= Lesetext =

========================

Juraj Herz führt in diesem deutsch-tschechisch-österreichischen Film Regie und sein guter Name verspricht mehr, als dieser doch sehr kitschige Film halten kann. Dabei geht es um ein immer noch wichtiges Thema, also der Aufarbeitung der verschiedensten Facetten vom Leben und Sterben im Nationalsozialismus und danach. Konkret geht es um die Vertreibung des deutschen Bevölkerungsanteils nach dem Zweiten Weltkrieg aus der Tschechoslowakei. Der deutsche Mühlenbesitzer Habermann (Mark Waschke) hat eine tschechische Frau Jana (Hannah Herzsprung), die aber als Deutsche durch Heirat vertrieben werden soll und in den Zug gepfercht wird. Deutlich arbeitet der Film die Motive heraus, die im rassistischen Haß und der Bereicherungsabsicht am zurückgelassenen Gut der Vertriebenen liegen. Allerdings gibt es ja die Vorgeschichte, in der der nunmehr tragische Held Habermann als der Gute auftritt, der nicht nur seiner halbjüdischen Frau hilft, sondern mit dem Schmuck der Familie und seinem Besitz von den zwanzig zur Erschießung bestimmten Tschechen die Hälfte retten kann. Gegenbild, also der böse Deutsche, ist SS-Sturmbahnführer Koslowski (Ben Becker), der ja außerdem noch korrupt ist. Das ist alles all zu durchsichtig, was bei einem so wichtigen Thema weh tut.

Cyrus

Uns hat das gefallen. Obwohl man die Typen widerlich findet, die die Brüder Jay und Mark Duplass uns in ihrer weißen Mittelschichtswelt vor Augen bringen. Die Männer sind dick und die Frauen, oh je. Ödipus ist nichts dagegen, wenn es um Cyrus (Jonah Hill) und seine schöne Mama (Marisa Tomei) geht. Dabei hat die gerade anderes zu tun, denn sie hat sich in John C. Reilly verliebt, der eben widerlich erscheint, aber auch sympathisch, was diesem Film seine dauernde Ambivalenz gibt, weil der Zuschauer mit seinen eigenen Gefühlen für die Filmfiguren mehr als sonst beschäftigt ist, die mit ihren natürlich auch. Ein sehr ungewöhnlicher Film, der die Mutter und Geliebte zur Sphinx macht, eine Rolle die sie durchhält.

7 oder warum ich auf der Welt bin

Eigentlich eine gute Idee, weltweit in Parallelmontagen Interviews mit Kindern und Jugendlichen zwischen sieben und dreizehn Jahren zu bringen, die thematisch strukturiert sind und so die ähnlichen oder andersartigen Meinungen zum selben Thema in den verschiedenen Weltteilen zu bringen. Die sieben leben in Deutschland, auf Kreta, in Ecuador und Paris, auf Kreta auch. Worüber Kinder räsonieren. Immer auch über die Welt. Warum sie da ist, wie sie ist, wie sie sein sollte, wie sie sein könnte. So ein Sprechfilm ist abhängig davon, wie er inszeniert und geschnitten ist. Regisseurin Antje Starost bringt zuwege, daß das Ganze nicht ermüdet, indem sie viel Außenaufnahmen bringt, die den Worten eine sinnliche Komponente geben und indem sie die Kinderworte nicht kommentiert, sondern den Wert dieses deutschen Films aus ihnen bezieht.

========================

= Inhalt der Daten =
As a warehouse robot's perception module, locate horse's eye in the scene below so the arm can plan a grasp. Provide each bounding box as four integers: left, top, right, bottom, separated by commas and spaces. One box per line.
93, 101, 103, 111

========================

= Aufgabe A =
Schreiben Sie aus dem Lesetext den Abschnitt ab, der bei den Worten „Uns hat das“ beginnt und nach den Worten „die sie durchhält.“ endet.
= Aufgabe B =
Fassen Sie den Lesetext in drei Sätzen zusammen.
= Aufgabe C =
Beantworten Sie anhand des Lesetextes die folgenden Fragen:
(i) Welcher Schauspieler spielt Koslowski?
(ii) Wer spielt die Mutter von Cyrus?
(iii) Wie alt sind die Kinder und Jugendlichen, die im Film von Antje Starost interviewt werden?

= Lösung A =
Uns hat das gefallen. Obwohl man die Typen widerlich findet, die die Brüder Jay und Mark Duplass uns in ihrer weißen Mittelschichtswelt vor Augen bringen. Die Männer sind dick und die Frauen, oh je. Ödipus ist nichts dagegen, wenn es um Cyrus (Jonah Hill) und seine schöne Mama (Marisa Tomei) geht. Dabei hat die gerade anderes zu tun, denn sie hat sich in John C. Reilly verliebt, der eben widerlich erscheint, aber auch sympathisch, was diesem Film seine dauernde Ambivalenz gibt, weil der Zuschauer mit seinen eigenen Gefühlen für die Filmfiguren mehr als sonst beschäftigt ist, die mit ihren natürlich auch. Ein sehr ungewöhnlicher Film, der die Mutter und Geliebte zur Sphinx macht, eine Rolle die sie durchhält.

= Lösung B =
Die erste Kritik bemängelt, dass der Film von Juraj Herz über die Vertreibung des deutschen Bevölkerungsanteils aus der Tschechoslowakei nach dem Zweiten Weltkrieg ein wichtiges Thema sehr kitschig und allzu durchsichtig behandelt. Die zweite Kritik lobt „Cyrus“ der Brüder Jay und Mark Duplass als sehr ungewöhnlichen Film, in dem John C. Reilly widerlich und zugleich sympathisch erscheint, was dem Film eine dauernde Ambivalenz gibt. Die dritte Kritik würdigt den Film „7 oder warum ich auf der Welt bin“ von Antje Starost, der Interviews mit Kindern und Jugendlichen aus verschiedenen Weltteilen in Parallelmontagen zeigt und dank vieler Außenaufnahmen und ohne Kommentare nicht ermüdet.

= Lösung C =
(i) Ben Becker
(ii) Marisa Tomei
(iii) zwischen sieben und dreizehn Jahren